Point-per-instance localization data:
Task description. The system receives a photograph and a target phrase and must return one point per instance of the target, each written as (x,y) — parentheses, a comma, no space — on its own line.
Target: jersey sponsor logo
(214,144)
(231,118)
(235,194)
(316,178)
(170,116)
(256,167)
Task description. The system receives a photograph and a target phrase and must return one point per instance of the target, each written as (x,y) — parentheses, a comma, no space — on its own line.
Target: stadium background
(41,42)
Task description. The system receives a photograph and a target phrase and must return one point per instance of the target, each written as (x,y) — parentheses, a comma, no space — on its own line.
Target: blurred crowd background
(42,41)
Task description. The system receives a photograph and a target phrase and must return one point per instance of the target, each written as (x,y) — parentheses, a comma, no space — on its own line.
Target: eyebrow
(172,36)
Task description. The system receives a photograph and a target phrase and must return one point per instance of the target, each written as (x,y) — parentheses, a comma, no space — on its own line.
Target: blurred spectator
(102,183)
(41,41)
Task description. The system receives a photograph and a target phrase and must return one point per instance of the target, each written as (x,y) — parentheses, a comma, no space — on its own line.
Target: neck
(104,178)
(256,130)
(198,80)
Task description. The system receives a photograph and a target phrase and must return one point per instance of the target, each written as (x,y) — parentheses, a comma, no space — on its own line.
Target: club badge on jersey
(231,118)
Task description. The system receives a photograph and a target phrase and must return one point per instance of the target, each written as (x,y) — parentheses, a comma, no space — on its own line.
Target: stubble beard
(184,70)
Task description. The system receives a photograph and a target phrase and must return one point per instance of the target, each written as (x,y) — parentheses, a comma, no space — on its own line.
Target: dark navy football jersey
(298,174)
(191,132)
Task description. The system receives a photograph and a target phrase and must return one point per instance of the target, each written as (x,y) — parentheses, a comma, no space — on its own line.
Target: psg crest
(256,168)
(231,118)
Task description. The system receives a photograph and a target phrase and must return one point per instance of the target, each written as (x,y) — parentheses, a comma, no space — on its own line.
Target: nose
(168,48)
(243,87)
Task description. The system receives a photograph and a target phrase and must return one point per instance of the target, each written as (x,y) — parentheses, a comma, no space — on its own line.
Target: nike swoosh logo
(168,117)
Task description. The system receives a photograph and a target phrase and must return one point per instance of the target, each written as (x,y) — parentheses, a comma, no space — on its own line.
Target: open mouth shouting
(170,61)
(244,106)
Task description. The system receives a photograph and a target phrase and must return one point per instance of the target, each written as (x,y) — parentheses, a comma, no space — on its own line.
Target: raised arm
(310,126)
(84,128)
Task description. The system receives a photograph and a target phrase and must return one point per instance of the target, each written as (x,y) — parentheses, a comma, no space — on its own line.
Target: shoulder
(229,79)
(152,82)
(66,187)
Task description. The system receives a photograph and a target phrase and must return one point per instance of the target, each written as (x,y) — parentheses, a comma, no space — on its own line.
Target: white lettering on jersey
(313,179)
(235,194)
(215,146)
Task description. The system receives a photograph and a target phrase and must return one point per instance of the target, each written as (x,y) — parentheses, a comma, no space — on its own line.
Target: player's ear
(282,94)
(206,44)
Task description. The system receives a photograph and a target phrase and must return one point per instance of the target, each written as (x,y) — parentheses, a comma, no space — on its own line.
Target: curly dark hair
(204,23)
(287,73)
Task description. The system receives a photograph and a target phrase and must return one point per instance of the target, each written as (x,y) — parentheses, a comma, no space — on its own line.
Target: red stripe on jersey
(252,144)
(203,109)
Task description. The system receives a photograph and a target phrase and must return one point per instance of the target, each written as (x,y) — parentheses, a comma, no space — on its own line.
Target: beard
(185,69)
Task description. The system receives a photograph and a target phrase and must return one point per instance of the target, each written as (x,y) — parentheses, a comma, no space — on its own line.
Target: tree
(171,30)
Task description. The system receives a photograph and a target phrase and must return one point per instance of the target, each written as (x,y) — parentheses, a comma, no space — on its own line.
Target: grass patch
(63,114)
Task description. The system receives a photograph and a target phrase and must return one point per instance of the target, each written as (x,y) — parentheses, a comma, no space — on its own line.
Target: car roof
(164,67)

• [Activity]: All the records above need to be transcribed exactly and in full.

• [Answer for the task]:
Task description. The system receives a photograph and a target phrase and must return one point per instance of the target, each written as (x,y) — parentheses, a comma, no space — on its own line.
Target: jersey sponsor logo
(214,144)
(231,118)
(235,194)
(316,178)
(170,116)
(256,167)
Task description. The system receives a photograph and a target phrase and must return one point per instance of the target, each written as (x,y) — parentheses, a comma, no space — on its own line.
Target: stadium background
(41,42)
Task description. The system receives a photograph and a target phrase and must return one point per instance of the target, each written as (x,y) — parentheses, a comma, no space — on its own line.
Target: blurred crowd background
(42,41)
Task description. The system receives a photograph and a target phrase and must return one point per instance of the target, each written as (x,y) — parentheses, a comma, no space — on its own line.
Target: eyebrow
(172,36)
Task description. The system receives a photograph and a target phrase and must return one point per instance of the target, each written as (x,y) — parentheses, a comma, no space — on its own line.
Target: blurred spectator
(102,183)
(41,41)
Task description. The system receives a photograph and a target phrase and must return one point per instance of the target, each written as (x,y) — parentheses, a comma, no space — on its own line.
Target: neck
(104,178)
(256,130)
(198,80)
Task description. The system receives a photograph and a target phrase and must return one point per instance of the target, each written as (x,y) — parentheses, a comma, no space — on its own line.
Target: club badge on jersey
(231,118)
Task description. The system receives a photograph and a target phrase and must return one point per instance of the target, each written as (x,y) — parentheses, a comma, no space — on its own line.
Target: stubble beard
(184,70)
Task description. The system receives a photograph and a target phrase and must return one point per instance of the target, each written as (x,y) — parentheses, a comma, no space — on its own line.
Target: dark navy football jersey
(298,174)
(191,132)
Task description. The system receives a photograph and a target phrase and must return one point per instance of the target, each written as (x,y) — parentheses, a comma, no space — on its own line.
Target: psg crest
(256,168)
(231,118)
Task description. The system receives a photograph and a target phrase and must return one point per instance of the target, each written as (x,y) — parentheses, a comma, no space — on its own line.
Target: nose
(168,48)
(243,87)
Task description. The system receives a photograph and a target phrase and must return one point per instance of the target, each written as (x,y) — parentheses, a comma, no space — on its own line.
Target: nike swoosh logo
(168,117)
Task description. The system receives a photograph and a target phrase and must return one point per instance of the target, each written as (x,y) — parentheses, a comma, no space — on its own line.
Target: open mouth shouting
(170,61)
(244,106)
Task description. The system receives a photograph and a target phrase and must return one point per instance of the target, each written as (x,y) — parentheses, a comma, no space — on its own line.
Target: raised arm
(310,126)
(84,128)
Task description. The system receives a photograph and a target phrase and must return one point per instance of the target, each written as (x,y) — parentheses, a comma, no space — on its own line.
Target: shoulder
(229,79)
(152,82)
(66,187)
Task description. The system receives a photograph and a target phrase and must return one point per instance of the target, each written as (x,y) — parentheses, a comma, no space — on its own line.
Target: white lettering on jersey
(313,179)
(235,194)
(215,146)
Task description. The system receives a photograph and a target phrase and must return one point per instance of the target, each written as (x,y) — parentheses, a comma, no space — on its own line.
Target: player's ear
(282,94)
(206,44)
Task description. The system receives a photograph and a target phrase and must return one point per instance of the target, each written as (x,y) — parentheses, a comma, no space — on its own line.
Target: curly dark hair
(204,23)
(287,73)
Task description. The system receives a photograph and a target phrase and must return one point per instance of the target, each written as (x,y) — parentheses, a comma, no space — on its own line.
Target: red stripe on jersey
(252,144)
(203,109)
Task description. The system receives a photograph and a target phrase and must return one point per instance of the target, each written as (x,y) — parentheses, a comma, no space — on its own line.
Target: beard
(185,69)
Task description. The system receives a photograph and a target phrase and must return one point per instance of the target, each written as (x,y) — parentheses, a comma, no space — on its own line.
Target: tree
(171,30)
Task description. The system receives a photograph and a target phrase and must return one point per instance of the target, each written as (x,y) — parentheses, a comma, no space — on its own line.
Target: grass patch
(63,114)
Task description. The system receives a photograph and a target phrase and must return one point per instance of the target, each written as (x,y) — parentheses, a comma, no space — on its own line.
Target: car roof
(164,67)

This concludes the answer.